WHAT IS NEEDED: Exact reproduction of the data is required, with images excluded.

Natural language region descriptions:
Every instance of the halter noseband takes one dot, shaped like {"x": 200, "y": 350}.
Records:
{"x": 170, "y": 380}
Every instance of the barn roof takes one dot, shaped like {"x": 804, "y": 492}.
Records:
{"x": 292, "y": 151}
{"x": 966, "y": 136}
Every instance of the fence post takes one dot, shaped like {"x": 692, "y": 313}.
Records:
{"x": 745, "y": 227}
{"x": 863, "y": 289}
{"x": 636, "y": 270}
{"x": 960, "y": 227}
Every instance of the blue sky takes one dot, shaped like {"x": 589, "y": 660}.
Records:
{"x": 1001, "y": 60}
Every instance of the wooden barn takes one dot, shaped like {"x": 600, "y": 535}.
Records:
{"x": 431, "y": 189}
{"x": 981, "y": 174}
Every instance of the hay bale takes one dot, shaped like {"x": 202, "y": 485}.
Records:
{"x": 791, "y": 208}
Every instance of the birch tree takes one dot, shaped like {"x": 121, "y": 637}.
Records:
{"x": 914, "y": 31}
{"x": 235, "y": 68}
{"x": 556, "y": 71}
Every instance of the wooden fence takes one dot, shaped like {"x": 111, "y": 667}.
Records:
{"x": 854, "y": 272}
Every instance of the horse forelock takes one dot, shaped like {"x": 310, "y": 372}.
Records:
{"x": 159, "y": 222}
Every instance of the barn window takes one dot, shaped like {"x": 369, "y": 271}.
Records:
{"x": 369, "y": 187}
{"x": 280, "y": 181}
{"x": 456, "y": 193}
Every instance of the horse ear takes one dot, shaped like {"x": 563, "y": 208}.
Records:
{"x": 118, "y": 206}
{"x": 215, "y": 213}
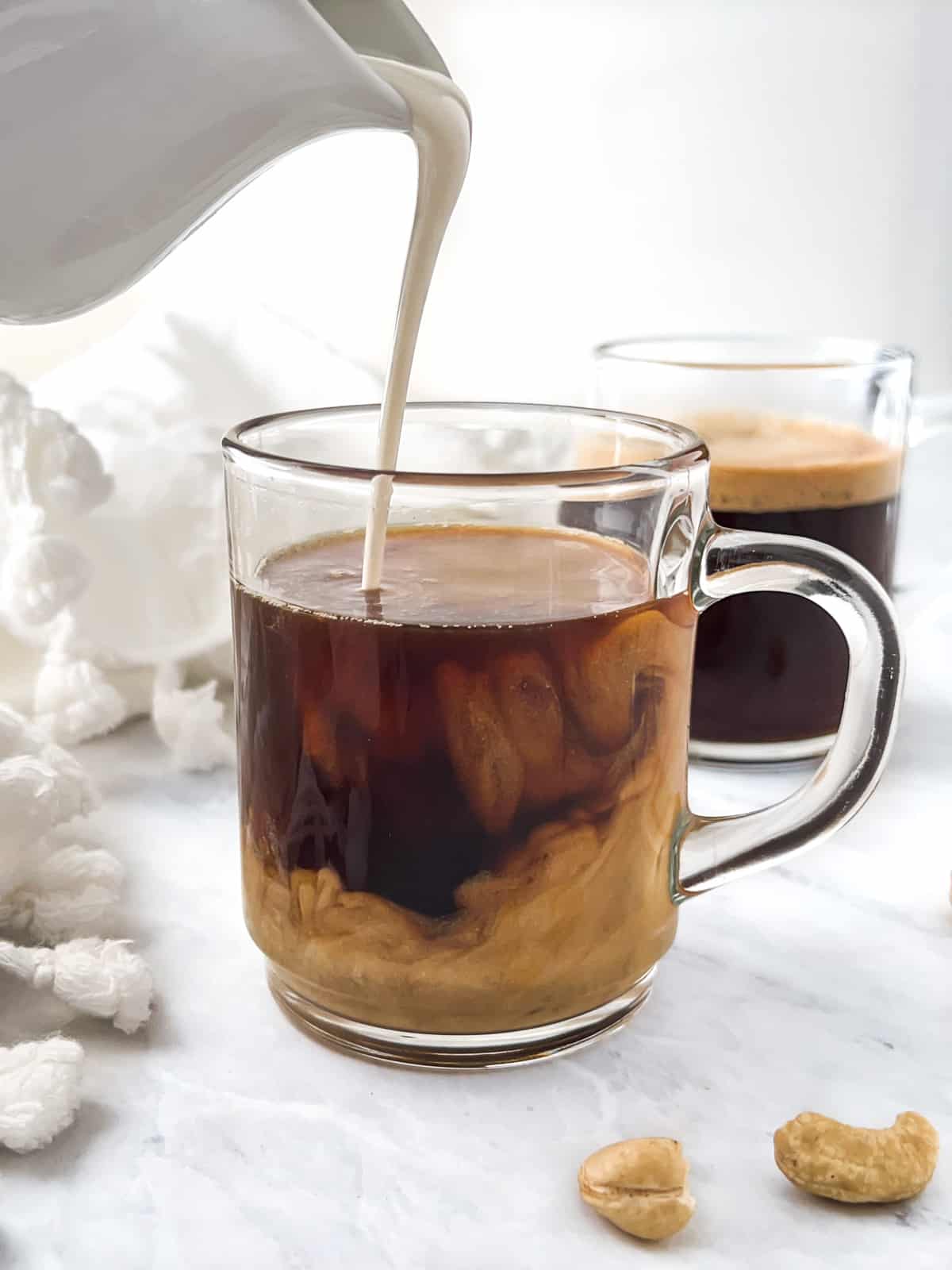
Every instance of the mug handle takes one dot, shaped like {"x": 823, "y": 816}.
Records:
{"x": 714, "y": 850}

ANSWER TO THE PROBLEM:
Every instance of the halter noseband takes one dot, shaped like {"x": 200, "y": 350}.
Records:
{"x": 170, "y": 380}
Every instance of the barn roof takes one dot, shaped like {"x": 804, "y": 492}.
Records:
{"x": 292, "y": 151}
{"x": 966, "y": 136}
Every instance of the fence post takes one dot, shaped like {"x": 692, "y": 313}.
Records:
{"x": 745, "y": 227}
{"x": 863, "y": 289}
{"x": 636, "y": 270}
{"x": 960, "y": 227}
Every instance of the blue sky takes one dot, shaped like {"x": 589, "y": 660}.
Records:
{"x": 1001, "y": 60}
Every instance of the wooden barn takes one dot, shaped like {"x": 600, "y": 535}.
Records:
{"x": 431, "y": 189}
{"x": 981, "y": 174}
Every instance of the hay bale takes one dot, shaped like {"x": 202, "y": 485}.
Records:
{"x": 791, "y": 208}
Every instance of the birch tree takes one dot, shaped like {"x": 121, "y": 637}.
Records:
{"x": 914, "y": 31}
{"x": 235, "y": 68}
{"x": 556, "y": 71}
Every instance of the wooden fence takes one dot, shaped like {"x": 111, "y": 667}.
Records:
{"x": 854, "y": 272}
Every instance of the horse forelock takes one dot, shaped like {"x": 310, "y": 372}.
Records:
{"x": 159, "y": 222}
Every instance of the barn window takes one dot, shaped like {"x": 369, "y": 271}.
Records:
{"x": 369, "y": 187}
{"x": 280, "y": 181}
{"x": 456, "y": 193}
Every instance of the horse ear takes one dot, shaped like {"x": 563, "y": 208}.
Records:
{"x": 118, "y": 206}
{"x": 215, "y": 213}
Every instance of the mug handle takes one dot, shaped like {"x": 823, "y": 816}.
Records:
{"x": 714, "y": 850}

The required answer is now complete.